[[ Input material open ]]
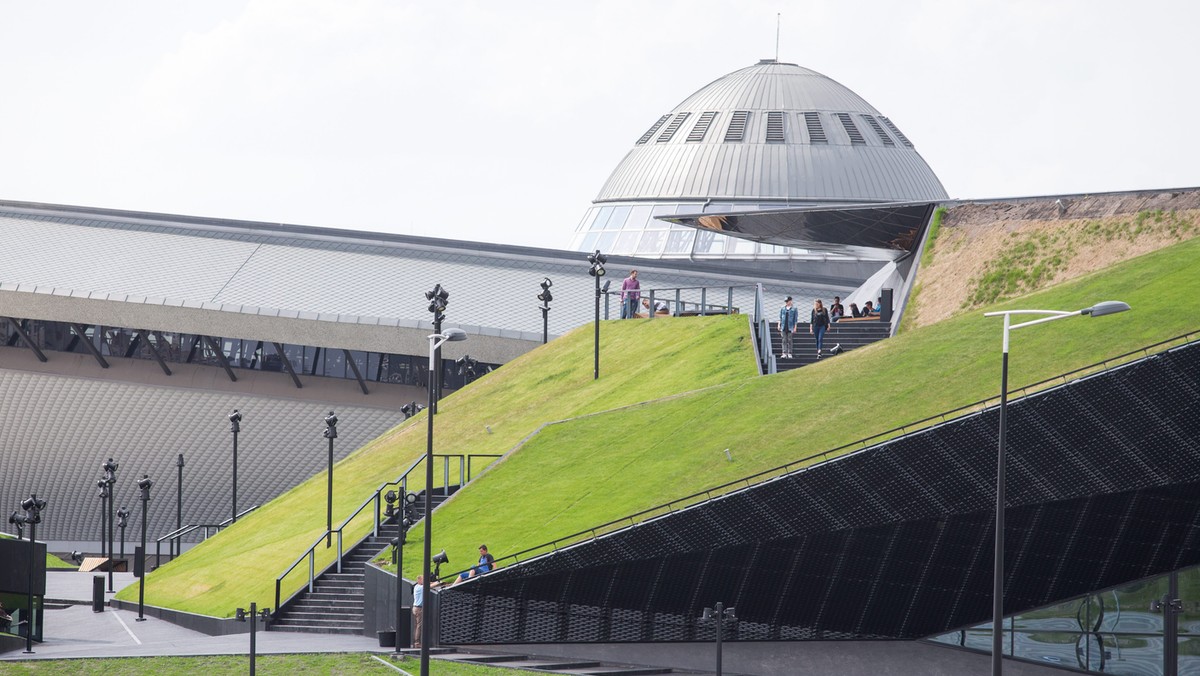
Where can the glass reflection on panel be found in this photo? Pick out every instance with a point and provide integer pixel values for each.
(627, 243)
(652, 241)
(639, 217)
(588, 241)
(617, 219)
(605, 243)
(679, 241)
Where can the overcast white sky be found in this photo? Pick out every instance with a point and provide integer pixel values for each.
(501, 120)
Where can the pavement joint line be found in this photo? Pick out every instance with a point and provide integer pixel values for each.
(381, 660)
(127, 630)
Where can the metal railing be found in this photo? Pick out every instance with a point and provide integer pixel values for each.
(209, 528)
(683, 301)
(833, 453)
(375, 503)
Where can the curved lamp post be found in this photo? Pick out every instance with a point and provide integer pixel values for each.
(997, 590)
(436, 342)
(597, 271)
(330, 434)
(234, 428)
(144, 484)
(109, 468)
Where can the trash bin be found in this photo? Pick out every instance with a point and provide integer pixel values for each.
(97, 593)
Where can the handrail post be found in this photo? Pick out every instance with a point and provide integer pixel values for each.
(377, 515)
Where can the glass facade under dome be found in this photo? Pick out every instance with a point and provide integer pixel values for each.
(635, 229)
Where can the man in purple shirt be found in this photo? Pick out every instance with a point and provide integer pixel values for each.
(629, 295)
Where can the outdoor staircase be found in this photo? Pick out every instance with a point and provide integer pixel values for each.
(850, 335)
(335, 605)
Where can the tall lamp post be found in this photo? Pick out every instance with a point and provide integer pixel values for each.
(234, 428)
(997, 584)
(437, 298)
(597, 271)
(436, 342)
(330, 434)
(179, 507)
(33, 507)
(144, 483)
(109, 468)
(545, 297)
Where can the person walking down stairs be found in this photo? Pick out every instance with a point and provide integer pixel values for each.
(789, 317)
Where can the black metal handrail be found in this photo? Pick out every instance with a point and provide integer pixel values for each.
(825, 456)
(191, 528)
(401, 483)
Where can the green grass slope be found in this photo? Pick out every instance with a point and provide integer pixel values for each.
(640, 360)
(579, 474)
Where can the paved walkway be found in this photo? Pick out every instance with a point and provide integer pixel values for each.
(78, 632)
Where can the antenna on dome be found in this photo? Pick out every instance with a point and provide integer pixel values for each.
(777, 35)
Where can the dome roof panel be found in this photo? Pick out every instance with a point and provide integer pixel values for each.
(841, 162)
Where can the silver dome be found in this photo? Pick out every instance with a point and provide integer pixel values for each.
(773, 132)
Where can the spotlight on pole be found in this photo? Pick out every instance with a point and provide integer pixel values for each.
(330, 434)
(139, 567)
(234, 428)
(545, 297)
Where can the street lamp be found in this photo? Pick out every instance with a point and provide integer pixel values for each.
(405, 519)
(437, 298)
(997, 588)
(179, 507)
(144, 483)
(545, 297)
(33, 507)
(240, 615)
(234, 428)
(330, 434)
(598, 259)
(720, 615)
(109, 468)
(436, 342)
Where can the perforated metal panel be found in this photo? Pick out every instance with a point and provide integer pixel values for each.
(893, 542)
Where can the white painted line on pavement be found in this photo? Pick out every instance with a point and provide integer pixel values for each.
(381, 660)
(127, 629)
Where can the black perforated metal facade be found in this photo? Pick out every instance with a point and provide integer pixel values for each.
(893, 542)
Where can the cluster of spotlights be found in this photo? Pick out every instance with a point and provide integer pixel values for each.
(598, 261)
(437, 298)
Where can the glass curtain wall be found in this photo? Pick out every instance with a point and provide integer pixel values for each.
(241, 353)
(1121, 630)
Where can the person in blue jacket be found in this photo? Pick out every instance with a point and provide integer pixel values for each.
(789, 318)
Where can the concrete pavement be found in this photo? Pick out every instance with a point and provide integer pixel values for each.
(77, 632)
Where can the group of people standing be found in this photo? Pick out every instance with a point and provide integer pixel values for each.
(820, 318)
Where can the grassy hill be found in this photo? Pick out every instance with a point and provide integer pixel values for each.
(630, 456)
(576, 476)
(654, 359)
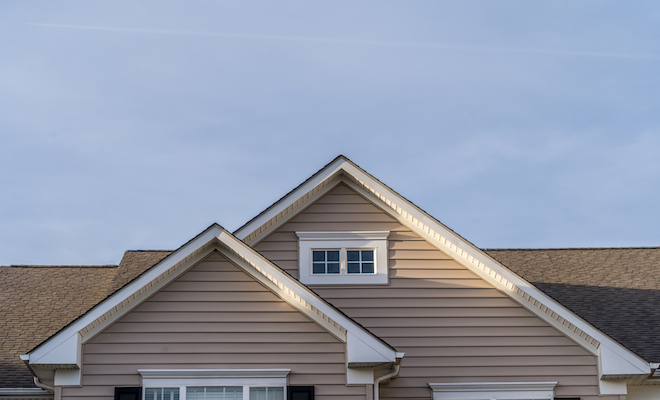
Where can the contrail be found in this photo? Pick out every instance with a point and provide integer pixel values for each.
(313, 39)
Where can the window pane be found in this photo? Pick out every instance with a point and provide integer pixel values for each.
(215, 393)
(353, 268)
(270, 393)
(318, 256)
(367, 255)
(161, 394)
(333, 255)
(333, 268)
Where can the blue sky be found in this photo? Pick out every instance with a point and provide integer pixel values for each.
(137, 124)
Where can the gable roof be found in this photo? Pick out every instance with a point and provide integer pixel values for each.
(37, 301)
(615, 289)
(63, 351)
(615, 360)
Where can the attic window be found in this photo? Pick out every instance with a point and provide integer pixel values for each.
(358, 257)
(214, 384)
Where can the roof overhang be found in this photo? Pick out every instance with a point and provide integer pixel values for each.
(616, 363)
(63, 351)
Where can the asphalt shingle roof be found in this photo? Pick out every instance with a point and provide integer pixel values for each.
(615, 289)
(37, 301)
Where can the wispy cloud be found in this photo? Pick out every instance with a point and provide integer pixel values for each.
(315, 39)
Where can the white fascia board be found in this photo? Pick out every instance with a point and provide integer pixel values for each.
(495, 273)
(64, 337)
(374, 348)
(335, 166)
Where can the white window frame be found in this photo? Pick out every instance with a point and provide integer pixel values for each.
(493, 391)
(343, 241)
(182, 378)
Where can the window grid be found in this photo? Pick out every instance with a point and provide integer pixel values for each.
(343, 261)
(360, 261)
(325, 262)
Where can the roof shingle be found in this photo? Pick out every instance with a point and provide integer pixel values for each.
(37, 301)
(617, 290)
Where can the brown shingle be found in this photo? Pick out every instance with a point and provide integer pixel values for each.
(38, 301)
(615, 289)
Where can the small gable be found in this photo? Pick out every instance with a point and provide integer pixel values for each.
(213, 316)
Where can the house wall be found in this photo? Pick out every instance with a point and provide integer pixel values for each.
(214, 316)
(452, 325)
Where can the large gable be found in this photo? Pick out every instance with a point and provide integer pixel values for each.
(616, 362)
(37, 301)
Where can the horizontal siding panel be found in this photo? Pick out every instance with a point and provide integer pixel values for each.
(344, 217)
(438, 312)
(215, 327)
(425, 264)
(183, 286)
(342, 226)
(279, 236)
(344, 199)
(492, 351)
(311, 369)
(418, 255)
(276, 256)
(455, 322)
(512, 372)
(376, 293)
(215, 296)
(175, 317)
(404, 234)
(227, 348)
(195, 337)
(568, 381)
(290, 245)
(439, 283)
(472, 331)
(347, 303)
(213, 306)
(225, 359)
(208, 276)
(480, 341)
(473, 359)
(410, 245)
(215, 266)
(422, 274)
(330, 208)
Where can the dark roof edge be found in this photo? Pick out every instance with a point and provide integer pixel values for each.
(573, 248)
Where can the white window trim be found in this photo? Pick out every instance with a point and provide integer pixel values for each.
(354, 240)
(493, 391)
(182, 378)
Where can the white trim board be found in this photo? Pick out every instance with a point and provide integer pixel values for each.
(614, 359)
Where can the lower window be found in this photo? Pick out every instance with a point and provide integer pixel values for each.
(215, 384)
(216, 393)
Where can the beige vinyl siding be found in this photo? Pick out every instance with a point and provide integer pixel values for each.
(452, 325)
(214, 316)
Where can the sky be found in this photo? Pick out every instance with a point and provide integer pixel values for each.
(130, 125)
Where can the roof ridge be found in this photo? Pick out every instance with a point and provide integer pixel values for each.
(572, 248)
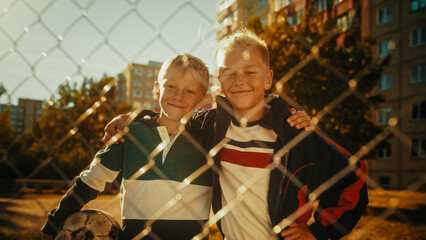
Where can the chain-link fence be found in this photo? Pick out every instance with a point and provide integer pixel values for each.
(113, 32)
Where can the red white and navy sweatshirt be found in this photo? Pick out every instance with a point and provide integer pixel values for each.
(309, 164)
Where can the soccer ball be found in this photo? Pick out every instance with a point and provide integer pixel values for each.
(89, 224)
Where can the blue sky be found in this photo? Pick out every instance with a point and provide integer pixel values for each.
(45, 43)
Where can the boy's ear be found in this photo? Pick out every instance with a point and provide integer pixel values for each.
(269, 76)
(203, 102)
(156, 91)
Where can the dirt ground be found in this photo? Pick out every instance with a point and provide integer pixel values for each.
(22, 218)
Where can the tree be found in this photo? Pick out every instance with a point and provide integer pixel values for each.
(71, 128)
(315, 85)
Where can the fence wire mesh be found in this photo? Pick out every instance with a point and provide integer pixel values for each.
(106, 32)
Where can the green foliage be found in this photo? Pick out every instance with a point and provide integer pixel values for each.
(315, 85)
(69, 132)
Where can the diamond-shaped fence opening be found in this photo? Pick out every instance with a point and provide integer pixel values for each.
(88, 40)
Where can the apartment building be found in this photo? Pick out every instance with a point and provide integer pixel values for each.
(24, 114)
(135, 85)
(400, 30)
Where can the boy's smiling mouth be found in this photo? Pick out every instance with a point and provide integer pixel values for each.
(176, 106)
(240, 93)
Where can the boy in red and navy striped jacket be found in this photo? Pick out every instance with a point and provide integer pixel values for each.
(269, 178)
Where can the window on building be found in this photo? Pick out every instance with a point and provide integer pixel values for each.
(418, 37)
(384, 115)
(320, 5)
(137, 93)
(419, 111)
(344, 22)
(418, 73)
(417, 5)
(384, 181)
(280, 4)
(418, 148)
(149, 73)
(385, 82)
(384, 150)
(385, 47)
(385, 15)
(295, 18)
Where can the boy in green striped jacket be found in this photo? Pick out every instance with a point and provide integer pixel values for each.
(147, 194)
(166, 192)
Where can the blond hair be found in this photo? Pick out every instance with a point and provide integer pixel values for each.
(182, 63)
(246, 40)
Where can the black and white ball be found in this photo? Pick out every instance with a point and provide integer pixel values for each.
(90, 224)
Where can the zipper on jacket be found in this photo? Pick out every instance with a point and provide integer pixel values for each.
(281, 189)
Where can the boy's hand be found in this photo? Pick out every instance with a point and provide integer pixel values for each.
(297, 231)
(299, 120)
(48, 237)
(116, 125)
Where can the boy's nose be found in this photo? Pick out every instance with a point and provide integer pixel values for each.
(239, 80)
(179, 95)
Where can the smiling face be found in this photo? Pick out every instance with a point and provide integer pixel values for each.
(244, 77)
(179, 93)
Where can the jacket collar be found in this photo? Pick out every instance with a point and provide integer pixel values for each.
(274, 118)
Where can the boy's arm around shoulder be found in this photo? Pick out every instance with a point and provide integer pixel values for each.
(343, 202)
(75, 198)
(86, 188)
(201, 126)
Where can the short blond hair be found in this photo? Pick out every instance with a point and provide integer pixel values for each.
(244, 39)
(184, 62)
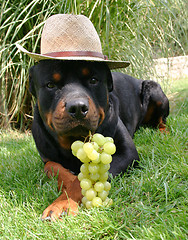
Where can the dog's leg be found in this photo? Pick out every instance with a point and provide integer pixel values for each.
(71, 192)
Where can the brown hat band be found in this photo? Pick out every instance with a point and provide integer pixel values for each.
(77, 54)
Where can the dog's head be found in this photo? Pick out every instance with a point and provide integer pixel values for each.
(72, 96)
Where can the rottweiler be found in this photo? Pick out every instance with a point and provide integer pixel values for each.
(75, 97)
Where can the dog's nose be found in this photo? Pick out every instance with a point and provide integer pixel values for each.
(77, 108)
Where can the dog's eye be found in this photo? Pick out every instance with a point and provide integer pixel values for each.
(93, 81)
(50, 85)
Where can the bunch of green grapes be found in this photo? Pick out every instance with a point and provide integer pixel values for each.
(96, 156)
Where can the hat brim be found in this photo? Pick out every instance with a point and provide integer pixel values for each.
(111, 64)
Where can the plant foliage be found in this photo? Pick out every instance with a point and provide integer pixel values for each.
(137, 31)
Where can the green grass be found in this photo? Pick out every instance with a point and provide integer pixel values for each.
(138, 31)
(150, 203)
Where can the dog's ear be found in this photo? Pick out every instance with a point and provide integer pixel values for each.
(109, 80)
(31, 81)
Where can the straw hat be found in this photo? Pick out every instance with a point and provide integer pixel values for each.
(71, 37)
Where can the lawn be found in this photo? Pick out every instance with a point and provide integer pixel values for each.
(151, 202)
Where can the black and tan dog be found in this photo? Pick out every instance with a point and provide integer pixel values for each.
(75, 97)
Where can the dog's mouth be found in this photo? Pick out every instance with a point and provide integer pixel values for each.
(74, 128)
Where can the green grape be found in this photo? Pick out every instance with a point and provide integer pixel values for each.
(89, 204)
(103, 167)
(76, 145)
(84, 169)
(109, 148)
(103, 177)
(97, 202)
(105, 158)
(74, 153)
(85, 184)
(88, 147)
(93, 168)
(107, 202)
(107, 186)
(81, 154)
(83, 192)
(95, 146)
(81, 176)
(99, 139)
(99, 186)
(96, 158)
(109, 139)
(103, 195)
(94, 155)
(94, 176)
(90, 194)
(84, 200)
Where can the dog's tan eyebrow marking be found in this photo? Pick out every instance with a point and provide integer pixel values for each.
(56, 77)
(85, 72)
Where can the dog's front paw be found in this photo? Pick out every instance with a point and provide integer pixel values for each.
(54, 211)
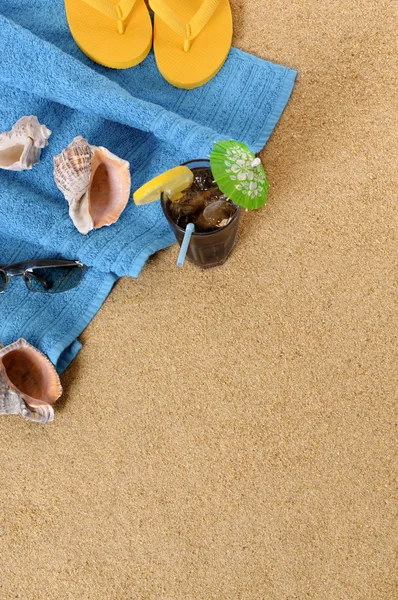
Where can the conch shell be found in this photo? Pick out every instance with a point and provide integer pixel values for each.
(95, 182)
(21, 147)
(29, 383)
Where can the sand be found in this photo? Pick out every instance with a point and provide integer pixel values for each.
(231, 434)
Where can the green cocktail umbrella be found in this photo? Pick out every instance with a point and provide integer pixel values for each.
(239, 174)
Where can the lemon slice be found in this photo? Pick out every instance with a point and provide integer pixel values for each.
(173, 182)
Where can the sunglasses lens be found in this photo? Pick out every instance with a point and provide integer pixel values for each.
(3, 281)
(52, 280)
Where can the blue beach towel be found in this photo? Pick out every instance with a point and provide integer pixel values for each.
(138, 116)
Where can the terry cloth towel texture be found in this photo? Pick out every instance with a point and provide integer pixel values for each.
(138, 116)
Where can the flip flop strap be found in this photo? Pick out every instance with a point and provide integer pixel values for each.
(188, 30)
(118, 12)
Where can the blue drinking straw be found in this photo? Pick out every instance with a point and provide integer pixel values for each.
(190, 228)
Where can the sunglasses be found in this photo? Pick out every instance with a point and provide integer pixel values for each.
(44, 276)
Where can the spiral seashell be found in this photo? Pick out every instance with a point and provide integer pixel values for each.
(12, 403)
(29, 383)
(21, 147)
(95, 182)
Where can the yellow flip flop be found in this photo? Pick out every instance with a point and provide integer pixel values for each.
(192, 39)
(112, 33)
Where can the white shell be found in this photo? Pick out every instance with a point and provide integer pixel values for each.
(12, 403)
(21, 147)
(95, 182)
(38, 376)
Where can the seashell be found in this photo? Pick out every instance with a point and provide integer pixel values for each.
(21, 147)
(12, 403)
(27, 371)
(95, 182)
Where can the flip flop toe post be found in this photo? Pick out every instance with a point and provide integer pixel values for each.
(113, 34)
(192, 39)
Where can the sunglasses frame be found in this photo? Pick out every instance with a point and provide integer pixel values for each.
(24, 268)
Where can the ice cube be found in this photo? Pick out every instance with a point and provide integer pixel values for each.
(219, 213)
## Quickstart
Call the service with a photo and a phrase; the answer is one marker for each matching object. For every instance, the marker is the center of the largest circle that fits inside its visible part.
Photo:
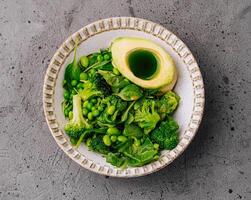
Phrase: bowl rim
(129, 23)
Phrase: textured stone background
(217, 165)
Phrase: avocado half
(164, 75)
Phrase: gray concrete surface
(217, 165)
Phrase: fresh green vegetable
(77, 125)
(128, 124)
(107, 140)
(166, 134)
(168, 103)
(130, 93)
(72, 71)
(96, 144)
(89, 91)
(133, 130)
(146, 116)
(84, 61)
(83, 76)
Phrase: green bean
(85, 104)
(84, 61)
(113, 131)
(80, 85)
(89, 106)
(95, 113)
(83, 76)
(100, 108)
(106, 140)
(100, 58)
(113, 138)
(66, 94)
(94, 101)
(74, 82)
(85, 112)
(106, 57)
(70, 115)
(122, 138)
(90, 116)
(110, 110)
(156, 146)
(116, 71)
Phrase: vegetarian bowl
(108, 97)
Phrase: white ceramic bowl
(99, 35)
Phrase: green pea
(83, 76)
(90, 116)
(156, 146)
(66, 112)
(92, 71)
(84, 61)
(94, 101)
(74, 82)
(110, 110)
(116, 71)
(122, 138)
(106, 140)
(85, 112)
(66, 94)
(137, 143)
(88, 142)
(95, 113)
(70, 115)
(89, 106)
(106, 57)
(73, 141)
(80, 85)
(113, 138)
(85, 104)
(156, 157)
(100, 58)
(100, 108)
(113, 131)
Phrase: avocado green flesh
(143, 64)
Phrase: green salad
(128, 124)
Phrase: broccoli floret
(89, 91)
(115, 159)
(76, 126)
(102, 85)
(167, 104)
(96, 144)
(146, 116)
(166, 135)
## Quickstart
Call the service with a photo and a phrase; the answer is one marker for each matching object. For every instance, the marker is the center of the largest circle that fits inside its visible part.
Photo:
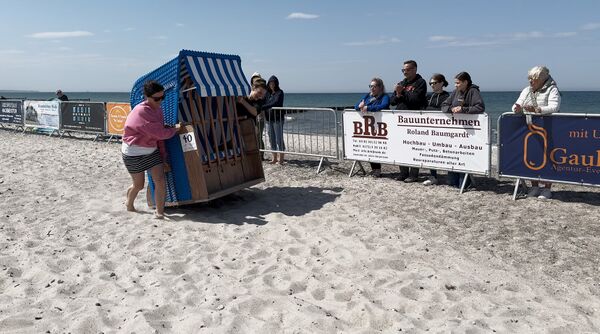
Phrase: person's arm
(396, 99)
(360, 103)
(249, 108)
(553, 102)
(416, 96)
(274, 100)
(383, 103)
(518, 106)
(476, 105)
(157, 130)
(447, 104)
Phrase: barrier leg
(516, 191)
(321, 164)
(359, 166)
(464, 183)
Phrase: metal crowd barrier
(312, 132)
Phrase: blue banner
(561, 148)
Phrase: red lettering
(382, 129)
(357, 128)
(369, 125)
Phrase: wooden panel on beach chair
(252, 163)
(231, 171)
(248, 135)
(212, 178)
(195, 172)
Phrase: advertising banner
(560, 148)
(425, 139)
(42, 114)
(82, 116)
(11, 112)
(116, 114)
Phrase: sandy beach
(299, 253)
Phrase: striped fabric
[[ Input material closed ]]
* _Task_:
Take the line that holds "Phrase: green salad" as the start and the last line of the data as the end. Copy only those lines exactly, both ends included, except the pictures.

* _Reply to the task_:
Phrase: green salad
(128, 124)
Phrase: broccoli floret
(89, 91)
(115, 159)
(76, 126)
(102, 85)
(167, 104)
(96, 144)
(146, 116)
(166, 135)
## Quickstart
Call the service with a photo and a phrase; the answer is one marker for each matching object. For every instance, the marker is the center of the largest circle that fits inside its visible part.
Photo:
Phrase: person's arm
(396, 99)
(360, 103)
(249, 108)
(553, 102)
(416, 96)
(274, 100)
(383, 103)
(518, 106)
(476, 105)
(157, 130)
(447, 104)
Phrase: barrier leg
(516, 191)
(321, 164)
(359, 166)
(464, 183)
Phrase: metal crowd barrier
(312, 132)
Phrase: blue banner
(561, 148)
Phrase: red lettering
(382, 129)
(357, 128)
(369, 125)
Phrase: wooden panel on beach chair
(252, 163)
(231, 171)
(248, 135)
(212, 178)
(195, 172)
Phrase: advertising banner
(560, 148)
(425, 139)
(42, 114)
(82, 116)
(11, 112)
(116, 114)
Phrase: sandy beach
(299, 253)
Phrase: striped fabric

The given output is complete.